__EXCERPTED PASSAGE__.

..............................

The Dos and Don’ts of Working With Session Musicians

Posted in The Weekly on August 27, 2019 by

One of my greatest joys as a producer and engineer over the years has been bearing witness to the musical genius that is the session musician. The same people you’ve been hearing on recordings your whole lives are the men and women who make their living coming into the studio and playing, not only on projects for household names, but for aspiring songwriters as well. That said, I thought I’d put down a few things to consider when you find yourself in the enviable position of being in the studio with these musical masters recording one of your songs.

..............................

__CHALLENGES__.
[1] In the records, rewrite the part that opens with the line containing "Kindly outline every instance of the **jacket" and closes with the line containing "M 94 197 L 95", swapping "photo" for "image" and leaving everything else unchanged.
[2] Continue the post on working with session musicians from the point where it stops.

..............................

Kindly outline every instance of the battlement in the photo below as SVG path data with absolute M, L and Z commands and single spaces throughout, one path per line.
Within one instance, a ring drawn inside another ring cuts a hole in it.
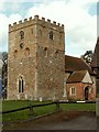
M 30 26 L 33 24 L 40 24 L 42 26 L 48 26 L 58 31 L 63 31 L 64 32 L 64 24 L 61 25 L 61 23 L 56 23 L 55 21 L 51 22 L 50 19 L 45 20 L 45 18 L 40 19 L 38 15 L 34 15 L 34 18 L 29 18 L 24 19 L 24 21 L 19 21 L 19 23 L 14 22 L 13 25 L 9 24 L 9 32 L 15 31 L 15 30 L 20 30 L 22 28 L 25 26 Z

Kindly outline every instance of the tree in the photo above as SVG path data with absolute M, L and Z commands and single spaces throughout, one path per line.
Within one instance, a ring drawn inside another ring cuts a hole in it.
M 92 59 L 92 55 L 94 55 L 92 51 L 86 51 L 86 53 L 85 53 L 84 55 L 81 55 L 81 58 L 82 58 L 86 63 L 90 64 L 90 63 L 91 63 L 91 59 Z

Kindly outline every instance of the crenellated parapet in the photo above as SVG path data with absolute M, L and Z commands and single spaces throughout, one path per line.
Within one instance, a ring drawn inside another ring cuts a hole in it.
M 34 18 L 24 19 L 24 21 L 19 21 L 19 23 L 14 22 L 13 25 L 9 24 L 9 32 L 16 31 L 20 29 L 24 29 L 30 25 L 40 24 L 41 26 L 51 28 L 57 30 L 59 32 L 64 32 L 64 24 L 56 23 L 55 21 L 51 22 L 50 19 L 45 20 L 45 18 L 40 19 L 38 15 L 34 15 Z

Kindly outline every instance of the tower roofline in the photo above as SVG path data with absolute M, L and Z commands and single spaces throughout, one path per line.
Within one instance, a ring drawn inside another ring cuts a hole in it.
M 40 19 L 38 15 L 34 15 L 34 18 L 31 16 L 29 18 L 29 20 L 24 19 L 24 21 L 20 20 L 19 23 L 14 22 L 12 25 L 9 24 L 9 32 L 22 29 L 24 26 L 33 25 L 35 23 L 45 25 L 45 26 L 52 26 L 52 28 L 55 28 L 56 30 L 64 32 L 64 24 L 56 23 L 55 21 L 51 22 L 50 19 L 45 20 L 45 18 L 43 16 L 42 19 Z

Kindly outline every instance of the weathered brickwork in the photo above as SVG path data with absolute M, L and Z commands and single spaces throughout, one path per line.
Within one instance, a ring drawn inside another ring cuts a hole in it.
M 64 25 L 44 18 L 9 25 L 8 99 L 62 99 L 65 74 Z M 20 77 L 23 91 L 19 91 Z
M 72 87 L 75 88 L 75 94 L 72 94 Z M 73 82 L 67 84 L 67 98 L 68 99 L 76 99 L 76 100 L 86 100 L 85 97 L 85 89 L 88 88 L 88 100 L 96 99 L 96 91 L 92 85 L 82 84 L 82 82 Z

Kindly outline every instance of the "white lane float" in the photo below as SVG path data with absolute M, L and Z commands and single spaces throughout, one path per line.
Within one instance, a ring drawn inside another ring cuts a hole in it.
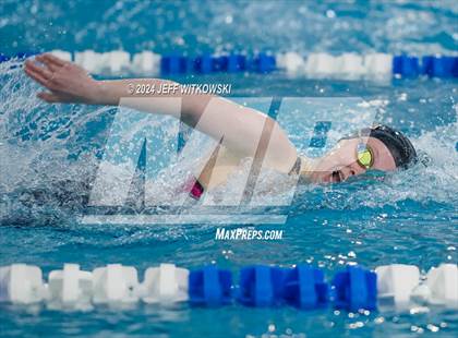
M 63 265 L 48 277 L 47 302 L 50 309 L 89 309 L 93 274 L 80 269 L 79 264 Z
M 101 55 L 100 73 L 121 75 L 131 71 L 131 55 L 124 50 L 113 50 Z
M 346 52 L 336 58 L 336 76 L 338 79 L 358 80 L 364 73 L 365 68 L 361 56 Z
M 142 300 L 145 303 L 183 302 L 189 299 L 190 271 L 174 264 L 160 264 L 145 271 Z
M 93 270 L 94 304 L 135 303 L 138 301 L 138 274 L 133 266 L 108 264 Z
M 35 265 L 12 264 L 0 267 L 0 302 L 32 304 L 46 295 L 41 269 Z
M 364 68 L 367 77 L 391 77 L 393 56 L 387 53 L 370 53 L 364 56 Z
M 91 49 L 75 52 L 75 63 L 93 74 L 101 73 L 105 68 L 103 55 Z
M 301 55 L 289 51 L 277 56 L 277 67 L 288 75 L 302 75 L 305 72 L 305 60 Z
M 412 291 L 420 282 L 420 270 L 414 265 L 390 264 L 378 266 L 377 297 L 381 302 L 393 303 L 397 307 L 409 305 Z
M 458 309 L 458 267 L 456 264 L 441 264 L 426 274 L 425 286 L 430 289 L 431 304 Z
M 311 79 L 333 77 L 336 74 L 336 58 L 325 52 L 311 53 L 305 62 L 305 74 Z
M 157 75 L 160 73 L 160 56 L 152 51 L 142 51 L 133 56 L 131 71 L 138 75 Z

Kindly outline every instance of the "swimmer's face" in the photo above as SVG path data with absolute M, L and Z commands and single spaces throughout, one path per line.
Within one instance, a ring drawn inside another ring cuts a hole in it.
M 333 150 L 317 161 L 311 180 L 317 183 L 335 183 L 364 173 L 367 169 L 358 162 L 358 145 L 360 143 L 366 144 L 372 149 L 371 169 L 381 171 L 396 169 L 395 158 L 382 141 L 374 137 L 357 137 L 339 141 Z

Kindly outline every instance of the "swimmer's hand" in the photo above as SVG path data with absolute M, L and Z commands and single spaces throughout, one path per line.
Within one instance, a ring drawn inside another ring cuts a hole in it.
M 37 94 L 47 102 L 98 104 L 99 83 L 74 63 L 45 53 L 25 61 L 24 72 L 48 89 Z

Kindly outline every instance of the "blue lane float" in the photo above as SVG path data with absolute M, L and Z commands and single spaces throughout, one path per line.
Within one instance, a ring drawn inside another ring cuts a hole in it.
M 193 270 L 189 277 L 190 302 L 193 305 L 218 306 L 229 304 L 231 297 L 232 274 L 229 270 L 208 265 Z
M 377 275 L 360 266 L 347 266 L 333 279 L 334 304 L 338 309 L 375 310 L 377 303 Z
M 329 302 L 329 287 L 323 271 L 310 265 L 286 270 L 284 299 L 303 310 L 325 307 Z
M 451 79 L 458 77 L 457 56 L 410 56 L 389 53 L 343 53 L 334 56 L 320 52 L 301 56 L 297 52 L 273 55 L 204 53 L 200 56 L 166 55 L 149 50 L 130 55 L 123 50 L 96 52 L 84 50 L 69 52 L 50 51 L 59 58 L 74 61 L 94 74 L 107 75 L 188 75 L 213 73 L 260 73 L 286 72 L 292 76 L 310 79 L 379 80 L 418 76 Z M 10 59 L 25 59 L 36 53 L 26 51 L 15 55 L 0 53 L 0 62 Z
M 273 306 L 281 303 L 285 269 L 270 266 L 249 266 L 240 271 L 237 300 L 248 306 Z
M 234 281 L 216 265 L 195 270 L 160 264 L 148 267 L 143 281 L 133 266 L 108 264 L 93 271 L 79 264 L 63 265 L 44 280 L 38 266 L 0 266 L 0 303 L 44 304 L 51 310 L 91 310 L 96 305 L 167 305 L 188 302 L 216 307 L 234 302 L 245 306 L 285 306 L 315 310 L 327 306 L 355 312 L 409 306 L 441 305 L 458 309 L 458 266 L 445 263 L 421 275 L 414 265 L 378 266 L 375 271 L 347 266 L 335 274 L 332 287 L 322 269 L 310 265 L 292 268 L 254 265 L 240 271 Z M 112 292 L 117 290 L 116 292 Z

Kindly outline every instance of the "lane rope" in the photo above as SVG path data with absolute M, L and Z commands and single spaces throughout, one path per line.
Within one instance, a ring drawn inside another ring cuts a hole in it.
M 52 55 L 101 75 L 185 75 L 213 73 L 272 73 L 310 79 L 384 80 L 391 77 L 458 77 L 457 56 L 393 56 L 389 53 L 342 53 L 334 56 L 318 52 L 302 56 L 285 53 L 205 53 L 195 57 L 160 56 L 149 50 L 129 53 L 123 50 L 96 52 L 94 50 L 52 50 Z M 0 62 L 33 57 L 33 52 L 14 56 L 0 53 Z
M 170 304 L 195 306 L 284 306 L 312 310 L 333 306 L 350 312 L 409 304 L 458 309 L 458 267 L 441 264 L 421 276 L 414 265 L 391 264 L 375 270 L 347 265 L 330 280 L 311 265 L 243 267 L 238 281 L 216 265 L 189 270 L 160 264 L 144 273 L 133 266 L 108 264 L 93 271 L 79 264 L 51 270 L 47 281 L 38 266 L 12 264 L 0 267 L 0 302 L 43 303 L 48 309 L 87 310 L 106 304 Z

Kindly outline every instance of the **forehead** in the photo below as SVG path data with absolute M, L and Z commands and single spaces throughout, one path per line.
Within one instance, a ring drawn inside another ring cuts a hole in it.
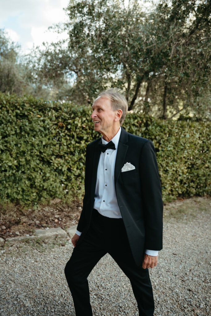
M 92 106 L 92 108 L 94 109 L 100 107 L 105 109 L 110 109 L 111 108 L 111 100 L 106 97 L 99 96 L 97 98 Z

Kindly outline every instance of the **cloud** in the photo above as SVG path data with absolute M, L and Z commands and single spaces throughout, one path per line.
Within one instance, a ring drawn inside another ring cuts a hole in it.
M 20 39 L 20 35 L 14 30 L 11 28 L 5 28 L 5 31 L 8 35 L 8 37 L 14 42 L 18 42 Z
M 49 26 L 67 19 L 63 9 L 69 2 L 69 0 L 0 0 L 0 28 L 10 30 L 11 38 L 20 43 L 23 51 L 33 43 L 36 46 L 43 41 L 55 41 L 58 34 L 46 31 Z

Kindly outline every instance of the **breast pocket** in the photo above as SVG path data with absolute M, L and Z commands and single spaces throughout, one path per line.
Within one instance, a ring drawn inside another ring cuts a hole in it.
M 133 170 L 129 170 L 129 171 L 124 171 L 121 173 L 123 177 L 131 175 L 132 174 L 135 175 L 137 173 L 137 170 L 136 169 L 133 169 Z

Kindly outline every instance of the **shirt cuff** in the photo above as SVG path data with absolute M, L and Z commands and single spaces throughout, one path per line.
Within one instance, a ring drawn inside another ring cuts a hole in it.
M 149 250 L 148 249 L 146 249 L 145 252 L 145 253 L 149 256 L 156 257 L 158 255 L 158 250 Z
M 79 236 L 80 236 L 81 234 L 81 232 L 79 232 L 76 229 L 76 234 L 77 234 L 77 235 L 78 235 Z

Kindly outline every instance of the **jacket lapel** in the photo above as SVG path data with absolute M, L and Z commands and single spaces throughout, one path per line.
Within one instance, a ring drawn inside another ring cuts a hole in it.
M 94 197 L 95 193 L 95 187 L 96 183 L 97 181 L 97 167 L 98 164 L 100 159 L 100 156 L 101 152 L 98 148 L 97 144 L 102 143 L 102 139 L 100 138 L 99 141 L 96 142 L 94 149 L 94 155 L 93 155 L 93 166 L 92 170 L 92 179 L 91 179 L 91 196 Z
M 121 128 L 121 130 L 114 169 L 114 183 L 115 185 L 123 166 L 128 148 L 128 146 L 126 144 L 127 142 L 127 133 L 122 127 Z

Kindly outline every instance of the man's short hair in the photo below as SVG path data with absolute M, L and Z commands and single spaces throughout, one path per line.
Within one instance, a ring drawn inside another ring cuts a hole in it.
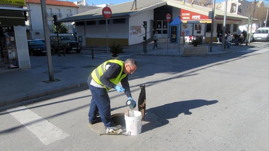
M 136 66 L 136 62 L 134 61 L 134 60 L 132 59 L 126 59 L 124 61 L 124 64 L 127 64 L 133 67 L 134 65 Z

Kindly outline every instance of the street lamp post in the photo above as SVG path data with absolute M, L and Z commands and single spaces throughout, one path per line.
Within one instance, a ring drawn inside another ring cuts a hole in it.
M 250 44 L 250 37 L 251 37 L 251 32 L 252 31 L 252 24 L 253 24 L 253 21 L 254 20 L 254 13 L 255 13 L 255 6 L 256 6 L 256 0 L 254 1 L 254 10 L 253 11 L 253 16 L 252 16 L 252 20 L 251 21 L 251 25 L 250 25 L 250 33 L 249 33 L 249 45 Z M 248 32 L 249 31 L 248 31 Z
M 221 50 L 224 50 L 224 45 L 225 45 L 225 31 L 226 30 L 226 17 L 227 15 L 227 0 L 225 0 L 225 9 L 224 12 L 224 17 L 223 19 L 223 27 L 222 31 L 222 45 L 221 46 Z
M 213 42 L 213 33 L 214 32 L 214 20 L 215 18 L 215 3 L 216 0 L 214 0 L 213 3 L 213 8 L 212 8 L 212 15 L 211 16 L 211 32 L 210 33 L 210 45 L 209 51 L 212 51 L 212 45 Z

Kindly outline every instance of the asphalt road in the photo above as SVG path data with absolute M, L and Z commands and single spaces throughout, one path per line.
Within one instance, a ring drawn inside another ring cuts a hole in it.
M 90 129 L 83 87 L 0 113 L 1 150 L 268 151 L 269 44 L 253 45 L 217 57 L 133 56 L 132 95 L 145 84 L 146 116 L 158 117 L 138 135 Z M 128 109 L 124 93 L 109 95 L 112 108 Z

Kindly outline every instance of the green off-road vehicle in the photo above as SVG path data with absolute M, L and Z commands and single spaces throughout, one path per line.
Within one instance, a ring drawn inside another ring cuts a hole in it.
M 72 50 L 75 50 L 78 53 L 80 52 L 82 48 L 82 43 L 75 41 L 72 35 L 68 34 L 60 34 L 58 35 L 60 39 L 60 50 L 64 51 L 66 53 Z M 51 49 L 54 53 L 57 53 L 58 51 L 57 34 L 51 35 L 50 40 Z

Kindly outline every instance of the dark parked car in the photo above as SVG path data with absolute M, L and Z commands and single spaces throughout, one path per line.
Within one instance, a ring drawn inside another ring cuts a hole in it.
M 46 45 L 43 41 L 44 39 L 38 39 L 28 41 L 28 50 L 29 55 L 34 56 L 37 54 L 46 54 Z M 51 54 L 52 54 L 52 51 Z

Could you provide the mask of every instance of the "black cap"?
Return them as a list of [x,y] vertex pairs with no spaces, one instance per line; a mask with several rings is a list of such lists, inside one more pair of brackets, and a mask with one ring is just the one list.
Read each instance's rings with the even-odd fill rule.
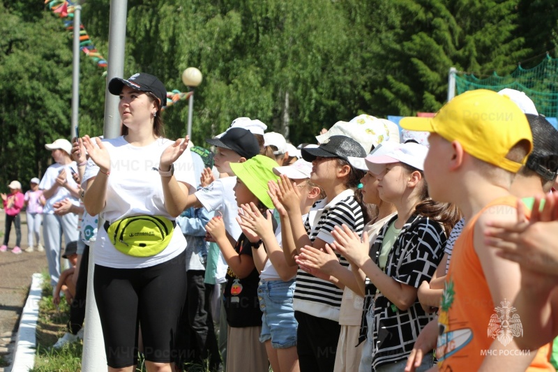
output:
[[232,150],[246,160],[259,154],[259,144],[252,132],[243,128],[231,128],[220,138],[209,138],[206,142],[218,147]]
[[152,75],[137,73],[128,77],[127,80],[114,77],[109,82],[109,91],[111,94],[119,96],[124,85],[138,91],[150,91],[160,100],[162,107],[167,105],[167,89],[159,79]]
[[345,135],[332,135],[326,142],[318,147],[303,147],[302,158],[313,161],[316,158],[340,158],[349,161],[348,158],[365,158],[366,151],[356,141]]
[[75,255],[77,253],[77,241],[70,241],[66,246],[64,254],[62,255],[62,258],[68,258],[68,256]]

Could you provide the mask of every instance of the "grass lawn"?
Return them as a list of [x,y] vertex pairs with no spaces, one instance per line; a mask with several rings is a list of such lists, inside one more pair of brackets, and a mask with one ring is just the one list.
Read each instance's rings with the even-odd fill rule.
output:
[[60,306],[52,303],[52,287],[47,273],[43,273],[43,296],[39,303],[37,322],[37,352],[35,367],[31,372],[75,372],[81,370],[81,341],[66,345],[60,350],[52,348],[59,337],[64,335],[70,318],[70,306],[62,298]]
[[[76,372],[81,371],[83,341],[68,343],[61,349],[52,348],[59,337],[66,331],[70,318],[70,306],[61,299],[59,308],[52,303],[52,287],[48,273],[43,273],[43,296],[39,303],[39,316],[37,322],[37,352],[35,367],[30,372]],[[140,357],[137,371],[144,372],[143,358]],[[0,359],[1,363],[1,359]],[[209,372],[206,366],[188,366],[189,372]]]

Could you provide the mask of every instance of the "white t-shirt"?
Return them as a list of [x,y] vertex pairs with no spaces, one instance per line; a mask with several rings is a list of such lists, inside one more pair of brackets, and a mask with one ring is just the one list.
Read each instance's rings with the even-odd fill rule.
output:
[[[233,239],[238,239],[242,234],[242,230],[236,221],[239,206],[236,205],[236,198],[232,189],[236,184],[236,177],[220,178],[211,185],[196,191],[195,195],[204,208],[209,211],[215,211],[223,214],[225,230]],[[228,267],[223,253],[220,251],[216,273],[216,280],[218,283],[226,281],[225,276]]]
[[[364,230],[368,234],[369,246],[372,246],[376,240],[384,225],[395,216],[395,212],[373,223],[368,223],[364,226]],[[351,265],[349,264],[349,269]],[[339,324],[341,325],[360,326],[362,320],[362,311],[364,304],[364,297],[354,292],[349,287],[343,290],[343,298],[341,300],[341,309],[339,312]]]
[[[72,171],[70,170],[71,169],[75,172],[77,169],[77,165],[75,161],[65,165],[55,163],[47,168],[45,175],[43,176],[43,179],[40,180],[39,188],[41,190],[48,190],[52,187],[56,182],[58,174],[62,172],[63,169],[66,169],[66,179],[68,180],[68,186],[77,188],[77,184],[74,181],[74,177],[72,177]],[[47,204],[43,207],[43,213],[45,214],[54,214],[54,207],[53,205],[54,203],[62,201],[66,198],[70,199],[74,205],[80,205],[80,202],[77,200],[77,198],[72,196],[72,194],[64,186],[59,186],[52,196],[47,199]]]
[[[110,175],[107,184],[107,204],[100,216],[110,223],[130,216],[163,216],[174,221],[165,207],[159,161],[163,151],[174,141],[159,138],[143,147],[130,144],[123,136],[103,140],[103,144],[109,151],[111,159]],[[82,184],[97,176],[99,168],[89,160],[83,177]],[[103,177],[106,177],[104,174]],[[174,177],[176,181],[191,185],[196,184],[192,156],[186,151],[174,162]],[[159,253],[151,257],[133,257],[117,251],[109,239],[107,231],[101,228],[97,233],[93,259],[101,266],[118,269],[149,267],[171,260],[186,247],[186,240],[180,228],[174,230],[169,245]]]
[[[306,221],[306,218],[308,216],[308,214],[306,214],[302,216],[302,221]],[[283,244],[282,244],[282,237],[281,237],[281,223],[280,222],[277,225],[277,229],[275,230],[275,237],[277,239],[277,243],[279,244],[279,246],[282,249]],[[260,247],[259,249],[262,249]],[[266,261],[266,265],[264,266],[264,269],[262,270],[262,272],[259,274],[259,278],[260,279],[273,279],[280,278],[279,276],[279,273],[277,272],[277,269],[276,269],[275,267],[271,263],[271,260],[269,259],[268,254],[267,261]],[[292,279],[296,276],[296,273],[292,276]],[[290,279],[289,279],[290,280]]]

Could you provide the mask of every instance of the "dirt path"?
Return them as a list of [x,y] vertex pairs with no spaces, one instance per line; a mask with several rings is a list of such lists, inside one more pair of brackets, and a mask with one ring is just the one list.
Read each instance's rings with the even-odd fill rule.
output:
[[[27,248],[27,221],[22,214],[21,248]],[[0,231],[4,231],[6,214],[0,211]],[[3,235],[1,238],[3,240]],[[0,241],[0,245],[1,241]],[[15,244],[15,231],[12,226],[8,251],[0,253],[0,371],[11,362],[10,352],[13,346],[10,342],[15,337],[22,308],[31,285],[31,274],[42,272],[47,267],[44,252],[24,252],[20,255],[11,253]]]

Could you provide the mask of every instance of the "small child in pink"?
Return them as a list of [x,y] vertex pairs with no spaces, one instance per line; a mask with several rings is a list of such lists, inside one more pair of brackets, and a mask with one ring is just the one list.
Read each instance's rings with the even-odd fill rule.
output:
[[23,207],[23,194],[22,193],[22,184],[19,181],[12,181],[8,187],[10,188],[10,195],[1,193],[2,202],[6,211],[6,228],[4,229],[4,242],[0,246],[0,252],[8,250],[8,241],[10,239],[10,230],[12,229],[12,222],[15,227],[15,246],[12,250],[13,253],[18,255],[22,253],[20,244],[22,241],[21,219],[20,212]]

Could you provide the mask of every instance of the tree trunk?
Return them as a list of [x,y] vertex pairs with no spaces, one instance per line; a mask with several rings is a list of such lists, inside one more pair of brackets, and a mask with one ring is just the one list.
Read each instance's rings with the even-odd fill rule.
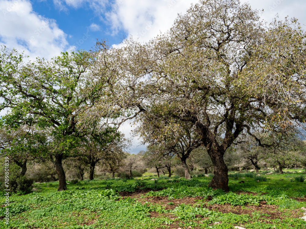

..............................

__ANSWERS FOR THIS EXERCISE__.
[1]
Kindly outline every instance of the **jacket lapel** in the image above as SVG path data with absolute M, L and Z commands and single spaces throughout, one path per line.
Within one instance, a ring drawn inside another ring cuts a hole in it.
M 94 197 L 95 193 L 95 187 L 96 183 L 97 181 L 97 167 L 98 164 L 100 159 L 100 156 L 101 152 L 98 148 L 97 144 L 102 143 L 102 139 L 100 138 L 99 141 L 96 142 L 94 149 L 94 155 L 93 155 L 93 166 L 92 170 L 92 179 L 91 179 L 91 196 Z

[2]
The Dos

  1. Let them try it their way first

    It’s not at all uncommon for songwriters new to the studio process to think they need to know exactly what each musician should play. Nothing could be further from the truth. Part of the reason to hire session musicians is their deep and nuanced knowledge of not only their instruments, but the musical genre of your song. By allowing them to try their approach to your song first, you’re not only affording them the respect they deserve, you’re also allowing them to utilize the depth and breadth of their expertise instead of hemming them in with how you think they should play. Of course, it should go without saying that if after you’ve heard what they’ve done, you’d like to try something else, that’s perfectly acceptable and highly recommended. I’m simply suggesting you wait to hear what they come up with first. Ninety-nine times out of a hundred you’ll be totally thrilled.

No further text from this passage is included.